Each entry should be duplicated exactly, with no line missing.

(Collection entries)

▼

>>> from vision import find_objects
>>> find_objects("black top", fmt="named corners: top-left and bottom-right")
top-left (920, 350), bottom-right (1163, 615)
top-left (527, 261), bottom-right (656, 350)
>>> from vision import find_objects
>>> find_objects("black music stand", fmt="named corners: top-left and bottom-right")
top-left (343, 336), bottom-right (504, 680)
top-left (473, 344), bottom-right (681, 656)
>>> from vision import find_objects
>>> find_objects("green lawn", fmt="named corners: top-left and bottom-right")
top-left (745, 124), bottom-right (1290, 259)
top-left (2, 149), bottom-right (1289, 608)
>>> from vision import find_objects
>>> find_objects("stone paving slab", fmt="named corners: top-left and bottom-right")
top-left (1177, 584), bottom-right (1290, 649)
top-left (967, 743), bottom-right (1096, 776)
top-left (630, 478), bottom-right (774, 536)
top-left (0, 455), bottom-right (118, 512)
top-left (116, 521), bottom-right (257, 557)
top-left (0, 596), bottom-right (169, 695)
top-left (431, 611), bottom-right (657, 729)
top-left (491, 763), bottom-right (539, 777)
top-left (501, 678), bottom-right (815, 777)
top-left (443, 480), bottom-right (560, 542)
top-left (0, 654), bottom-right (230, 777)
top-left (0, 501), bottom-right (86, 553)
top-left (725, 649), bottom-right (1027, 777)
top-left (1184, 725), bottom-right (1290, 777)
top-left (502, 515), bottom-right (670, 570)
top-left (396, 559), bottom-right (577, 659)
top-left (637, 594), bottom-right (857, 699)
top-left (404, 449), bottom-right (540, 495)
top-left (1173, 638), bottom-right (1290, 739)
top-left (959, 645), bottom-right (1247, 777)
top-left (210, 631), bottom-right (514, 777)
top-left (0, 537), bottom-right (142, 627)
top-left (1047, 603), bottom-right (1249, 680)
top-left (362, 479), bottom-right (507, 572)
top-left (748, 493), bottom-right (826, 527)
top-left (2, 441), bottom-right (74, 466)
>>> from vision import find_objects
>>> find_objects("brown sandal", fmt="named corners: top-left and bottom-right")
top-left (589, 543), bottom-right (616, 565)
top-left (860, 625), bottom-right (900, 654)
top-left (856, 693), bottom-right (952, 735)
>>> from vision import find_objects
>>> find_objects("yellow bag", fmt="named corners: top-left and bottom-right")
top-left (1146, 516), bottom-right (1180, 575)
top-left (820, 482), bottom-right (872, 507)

▲

# Response to this exercise
>>> from vision import find_objects
>>> find_objects("black top", fmt="named corners: top-left and bottom-right")
top-left (920, 350), bottom-right (1163, 615)
top-left (527, 261), bottom-right (656, 350)
>>> from vision import find_objects
>>> find_objects("black music stand", fmt="named corners: top-left and bottom-right")
top-left (343, 336), bottom-right (504, 680)
top-left (473, 344), bottom-right (681, 656)
>>> from vision import find_objects
>>> find_objects("green lawn", fmt="named corners: top-left and bottom-right")
top-left (745, 124), bottom-right (1290, 259)
top-left (2, 149), bottom-right (1289, 608)
>>> from vision import find_objects
>>> find_objects("stone paving slab", fmt="named corners: top-left and bottom-right")
top-left (1177, 584), bottom-right (1290, 649)
top-left (967, 743), bottom-right (1096, 776)
top-left (630, 478), bottom-right (774, 536)
top-left (0, 455), bottom-right (118, 512)
top-left (116, 521), bottom-right (257, 557)
top-left (0, 596), bottom-right (169, 695)
top-left (431, 611), bottom-right (657, 729)
top-left (491, 763), bottom-right (539, 777)
top-left (501, 678), bottom-right (815, 777)
top-left (443, 480), bottom-right (560, 542)
top-left (0, 654), bottom-right (230, 777)
top-left (0, 501), bottom-right (86, 553)
top-left (725, 649), bottom-right (1027, 777)
top-left (1184, 725), bottom-right (1290, 777)
top-left (502, 515), bottom-right (670, 570)
top-left (396, 559), bottom-right (577, 659)
top-left (637, 594), bottom-right (857, 699)
top-left (404, 449), bottom-right (540, 495)
top-left (1173, 638), bottom-right (1290, 739)
top-left (959, 645), bottom-right (1247, 777)
top-left (210, 631), bottom-right (514, 777)
top-left (0, 537), bottom-right (142, 627)
top-left (1047, 603), bottom-right (1249, 680)
top-left (362, 479), bottom-right (507, 572)
top-left (748, 493), bottom-right (826, 527)
top-left (2, 441), bottom-right (74, 466)
>>> from vision import find_objects
>>> find_objects("brown sandal", fmt="named corners: top-left and bottom-right")
top-left (589, 543), bottom-right (616, 565)
top-left (860, 625), bottom-right (900, 654)
top-left (856, 693), bottom-right (952, 735)
>>> from vision import find_objects
>>> find_objects("yellow bag", fmt="named corners: top-left and bottom-right")
top-left (1146, 516), bottom-right (1180, 575)
top-left (820, 482), bottom-right (872, 507)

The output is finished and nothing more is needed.